▶ [RECORDS SUPPLIED]
■ ■ ■ ■ ■
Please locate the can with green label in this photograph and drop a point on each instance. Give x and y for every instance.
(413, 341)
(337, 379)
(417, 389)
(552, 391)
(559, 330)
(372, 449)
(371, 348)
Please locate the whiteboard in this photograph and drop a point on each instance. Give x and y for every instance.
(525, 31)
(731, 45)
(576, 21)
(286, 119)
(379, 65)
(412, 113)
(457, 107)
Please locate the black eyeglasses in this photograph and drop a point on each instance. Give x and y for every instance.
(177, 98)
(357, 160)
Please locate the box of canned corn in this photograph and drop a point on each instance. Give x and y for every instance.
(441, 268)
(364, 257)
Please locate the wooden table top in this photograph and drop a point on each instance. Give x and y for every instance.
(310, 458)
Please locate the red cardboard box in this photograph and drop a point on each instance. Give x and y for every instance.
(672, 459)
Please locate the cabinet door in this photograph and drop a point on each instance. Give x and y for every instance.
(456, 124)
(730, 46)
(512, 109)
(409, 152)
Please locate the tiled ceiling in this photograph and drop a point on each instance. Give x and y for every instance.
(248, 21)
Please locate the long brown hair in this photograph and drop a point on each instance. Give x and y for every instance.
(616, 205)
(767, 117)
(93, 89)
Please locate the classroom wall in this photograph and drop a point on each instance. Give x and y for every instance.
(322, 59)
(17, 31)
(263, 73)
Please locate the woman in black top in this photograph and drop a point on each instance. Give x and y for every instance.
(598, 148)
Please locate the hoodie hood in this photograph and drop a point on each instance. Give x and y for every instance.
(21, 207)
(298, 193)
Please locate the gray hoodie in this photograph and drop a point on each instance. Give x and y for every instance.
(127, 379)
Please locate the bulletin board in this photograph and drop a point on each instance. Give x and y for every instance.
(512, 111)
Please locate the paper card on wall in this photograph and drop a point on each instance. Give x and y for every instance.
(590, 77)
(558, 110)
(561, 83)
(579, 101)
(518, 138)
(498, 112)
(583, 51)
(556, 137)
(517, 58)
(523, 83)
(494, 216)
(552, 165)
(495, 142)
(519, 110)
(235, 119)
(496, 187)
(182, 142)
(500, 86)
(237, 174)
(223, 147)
■ ■ ■ ■ ■
Give the complete listing a second time, exactly as it reads.

▶ [WRITTEN RESPONSE]
Please locate the can with green label in this photograph and drop a point on each instance. Give x and y for every instance.
(413, 341)
(337, 379)
(417, 389)
(552, 391)
(559, 330)
(372, 449)
(371, 348)
Please locate the whiteboard in this photograph and drop a point on each instance. Give x and y for every instance.
(525, 31)
(731, 45)
(576, 21)
(286, 119)
(379, 65)
(412, 113)
(457, 107)
Please locate the black eyeglasses in this photograph and drop a point on each instance. Give x and y for every instance.
(177, 98)
(357, 160)
Please locate the box of canned corn in this photograph and drop a point on each instance. Give x and y for every instance.
(441, 268)
(364, 257)
Please locate the wooden table top in this photograph and drop a point on each instance. Give x and y for every instance.
(310, 458)
Please locate the red cardboard box in this photograph and drop a point on each instance. Give x and y for every instance.
(672, 459)
Please locate the cabinet door in this photograph and drop a point on each instance. Give x and y for every instance.
(456, 124)
(730, 46)
(512, 109)
(409, 152)
Please locate the tiled ceiling in this photograph and drop a point on each instance. Give x and y for every instance.
(248, 21)
Please locate the long brown hair in this photograph and drop a point on each instance. Give x and y for every instance.
(616, 205)
(767, 117)
(93, 89)
Please locate the classroom wall in this photograph and drop a point on each instance. Give x and y for every instance.
(322, 59)
(17, 31)
(263, 73)
Please locate the woman in black top in this photograph and drop a point on each instance. Give x and y for every instance.
(598, 148)
Please locate the hoodie hood in this photograph and drop a point on each instance. Give x and y for every instance.
(21, 207)
(298, 193)
Please locate the gray hoodie in this photograph and drop a point on each instance. Give x and y for every instance.
(127, 379)
Please locate the bulletin board in this photograph and drop a point on each instance. Give x and y for every instance.
(512, 111)
Please locate the paper card on wall in this photograph and drop a point on each instance. Give x and y for every instance.
(590, 77)
(558, 110)
(561, 83)
(579, 101)
(518, 138)
(498, 112)
(583, 51)
(556, 137)
(517, 58)
(523, 83)
(494, 216)
(552, 165)
(495, 142)
(519, 110)
(235, 119)
(496, 187)
(182, 142)
(500, 86)
(237, 174)
(223, 147)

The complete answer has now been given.